== Requirement ==
Each line of the records needs to come back exactly as written.
*** Source material ***
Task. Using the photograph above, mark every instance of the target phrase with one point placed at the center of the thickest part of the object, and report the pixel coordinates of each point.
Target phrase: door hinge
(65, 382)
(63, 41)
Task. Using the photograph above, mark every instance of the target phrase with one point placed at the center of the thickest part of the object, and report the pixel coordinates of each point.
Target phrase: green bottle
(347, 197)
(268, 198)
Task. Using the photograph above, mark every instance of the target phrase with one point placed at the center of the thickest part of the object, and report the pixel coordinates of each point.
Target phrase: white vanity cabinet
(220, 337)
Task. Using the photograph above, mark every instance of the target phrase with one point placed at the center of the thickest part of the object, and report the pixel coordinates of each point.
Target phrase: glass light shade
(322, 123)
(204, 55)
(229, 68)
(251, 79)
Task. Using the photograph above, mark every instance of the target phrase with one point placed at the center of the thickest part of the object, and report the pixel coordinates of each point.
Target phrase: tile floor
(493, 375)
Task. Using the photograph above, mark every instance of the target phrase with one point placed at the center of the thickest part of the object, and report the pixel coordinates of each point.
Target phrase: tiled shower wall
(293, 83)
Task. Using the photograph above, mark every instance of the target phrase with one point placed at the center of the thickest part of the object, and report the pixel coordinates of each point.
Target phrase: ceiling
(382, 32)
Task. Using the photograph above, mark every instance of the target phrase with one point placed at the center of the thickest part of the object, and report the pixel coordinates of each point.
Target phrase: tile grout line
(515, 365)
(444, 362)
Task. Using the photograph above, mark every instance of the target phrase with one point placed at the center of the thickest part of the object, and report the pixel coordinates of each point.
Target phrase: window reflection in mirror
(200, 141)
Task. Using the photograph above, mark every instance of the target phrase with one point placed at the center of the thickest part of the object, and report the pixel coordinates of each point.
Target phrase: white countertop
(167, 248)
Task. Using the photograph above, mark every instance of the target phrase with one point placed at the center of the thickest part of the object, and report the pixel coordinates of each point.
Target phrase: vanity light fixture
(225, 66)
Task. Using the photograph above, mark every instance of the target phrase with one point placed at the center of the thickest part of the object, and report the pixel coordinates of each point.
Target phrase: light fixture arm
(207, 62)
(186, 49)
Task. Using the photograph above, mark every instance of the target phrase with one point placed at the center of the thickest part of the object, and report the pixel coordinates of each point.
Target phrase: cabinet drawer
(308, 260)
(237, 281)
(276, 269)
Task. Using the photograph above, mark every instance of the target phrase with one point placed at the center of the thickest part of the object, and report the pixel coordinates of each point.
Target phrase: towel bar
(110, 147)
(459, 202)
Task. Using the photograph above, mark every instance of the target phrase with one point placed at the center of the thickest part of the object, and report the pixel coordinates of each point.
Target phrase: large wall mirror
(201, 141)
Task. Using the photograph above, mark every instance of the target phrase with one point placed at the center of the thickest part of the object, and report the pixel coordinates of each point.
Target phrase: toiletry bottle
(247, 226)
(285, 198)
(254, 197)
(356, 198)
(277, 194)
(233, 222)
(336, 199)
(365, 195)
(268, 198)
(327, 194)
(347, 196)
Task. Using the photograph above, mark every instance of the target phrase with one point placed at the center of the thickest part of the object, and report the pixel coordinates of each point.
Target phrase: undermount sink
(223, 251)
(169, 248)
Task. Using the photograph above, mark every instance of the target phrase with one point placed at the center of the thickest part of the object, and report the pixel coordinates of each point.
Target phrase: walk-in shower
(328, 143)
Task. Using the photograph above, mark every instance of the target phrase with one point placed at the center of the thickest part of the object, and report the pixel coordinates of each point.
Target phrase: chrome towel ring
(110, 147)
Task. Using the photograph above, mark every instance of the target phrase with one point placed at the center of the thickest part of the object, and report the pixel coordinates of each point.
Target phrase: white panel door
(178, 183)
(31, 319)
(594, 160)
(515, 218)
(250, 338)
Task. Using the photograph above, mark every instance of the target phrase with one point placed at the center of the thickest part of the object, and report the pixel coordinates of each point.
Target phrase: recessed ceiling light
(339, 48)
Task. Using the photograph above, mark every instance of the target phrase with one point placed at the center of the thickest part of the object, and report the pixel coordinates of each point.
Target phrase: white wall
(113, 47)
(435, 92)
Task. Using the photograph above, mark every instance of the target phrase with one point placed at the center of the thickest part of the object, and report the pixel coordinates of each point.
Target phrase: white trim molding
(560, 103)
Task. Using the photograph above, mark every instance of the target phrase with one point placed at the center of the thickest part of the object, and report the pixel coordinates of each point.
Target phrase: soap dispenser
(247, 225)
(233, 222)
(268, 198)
*** End of Source material ***
== Reply ==
Task. Using the photograph above, mark every instance of the target phrase with one point placed at the center of the thickest part of the object, and report the pixel coordinates of each point.
Target phrase: door hinge
(65, 382)
(63, 41)
Task. Using the photograph above, mark every instance of the target phrase with one point placed at the center of the thickest part of the object, and report the pixel coordinates of each point.
Target phrase: green bottle
(347, 197)
(268, 198)
Task. Using the photograph above, mark every instance of the target phrase with one point placed at the center of the thickest part of the object, and report the pixel coordinates of each point.
Target phrase: white vanity cabinet
(220, 337)
Task. Using the photograph above, mark every instance of the target phrase with one point placed at the center of the thickest part of the object, and report the pixel coordinates of each point.
Target phrase: glass light shade
(322, 123)
(204, 55)
(229, 68)
(251, 79)
Task. Using the photograph above, mark every instance of the target phrase with one point placed at the center of the thickest part of the object, and report the pixel coordinates of each point.
Target phrase: tile floor
(493, 375)
Task. Using the photograph above, mark every instance of the target phrase with one point placed at the center of the thickest part of the object, and report the pixel coordinates of each point.
Target phrase: tiled shower wall
(293, 83)
Task. Using the photograph above, mark every instance of the target phrase with one point placed at the center of the thickest part of the object, and report the pixel coordinates of each point.
Target phrase: ceiling
(382, 32)
Task. Using the photograph above, mark every instance of the target phrase with one point placed at the center of the thickest part of the object, and report the pixel coordinates of each point.
Target phrase: tile grout line
(515, 365)
(444, 362)
Task. Using the photograph above, mark every instance of the target phrase with one point placed at the center of the thickest part of the object, and report the pixel coordinates of each point.
Target phrase: window reflection in mirror
(200, 141)
Task. Using the photograph above, mark every instance of the target phrase with one point placed at the center of the thickest part of the object, and report the pixel coordinates of each point.
Target phrase: white countertop
(167, 248)
Task. Using the photograph above, mark every instance of the target phrase with one point placed at the center of the thickest part of the object, and report the pixel coordinates of each point.
Target phrase: vanity light fixture
(225, 66)
Task. Using the photograph above, mark every instance of the target phrase with one point placed at the center of the thickest part of the object, and report the pixel coordinates of each point.
Target phrase: light fixture arm
(207, 62)
(186, 49)
Task. Using the photograph above, mark every instance of the target phrase with one point placed at the center of the thickest part of the object, and report the pixel coordinates of each point.
Target phrase: cabinet drawer
(308, 260)
(237, 281)
(276, 269)
Task. Using the photograph above, mark every instance of the target phrase with one point placed at the center of the thickest part of the object, and report the pixel coordinates of each point.
Target phrase: towel bar
(110, 147)
(459, 202)
Task. Using the photograph above, mark every instance of the target phrase with one point placed at the center of the thickest part of the object, and report the pixel coordinates of each point.
Target phrase: large wall mirror
(201, 141)
Task. Using the photograph above, mark every instance of the target phrase with one point placed at the center of the thickest part of the object, and report the pixel coordinates of each point.
Target phrase: toiletry bottle
(247, 226)
(285, 198)
(254, 197)
(356, 198)
(277, 194)
(233, 222)
(336, 199)
(365, 195)
(268, 198)
(327, 194)
(347, 196)
Task. Using the photograph above, mark every instance of the target phrase with one point placed at the center of the thickest part of the object, and report the pixel coordinates of each point.
Target phrase: undermount sink
(223, 251)
(169, 248)
Task. Using the photograph above, mark every instance of the target phrase with one point placed at the center of the thickest part of the object, and report the pixel coordinates of each point.
Target phrase: walk-in shower
(328, 143)
Task. Using the photograph above, mark every instance of the target phrase with one point placed at the center of the thickest part of the object, and report the pixel coordinates of each point.
Target phrase: chrome towel ring
(110, 147)
Task. Using the photograph above, mark every instance of the target phrase with one point placed at the center of the thickest part of the object, and report the pixel coordinates of each point.
Target phrase: white panel door
(178, 183)
(31, 319)
(594, 160)
(515, 218)
(250, 338)
Task. Using the photograph above, mark every instance of the target phrase with one point placed at the center of the thickest part of the object, and report the pixel coordinates of each point.
Target phrase: recessed ceiling light
(339, 48)
Task. Using the photograph above, mark every instance of the target phrase with one point placed at the center of the thickest part of the object, and report the pixel coordinates of each point.
Target phrase: white wall
(113, 47)
(435, 92)
Task. Using the photograph above, mark every instance of the target phrase with one point placed at the center of the thickest part of the object, and report the pixel coordinates of each point.
Target phrase: white trim molding
(560, 103)
Task. Using the photograph above, mark every instance of the target phrase with one point placed at the center of the thickest part of the object, and report the pixel coordinates of each point.
Target phrase: soap dispenser
(247, 225)
(233, 222)
(268, 198)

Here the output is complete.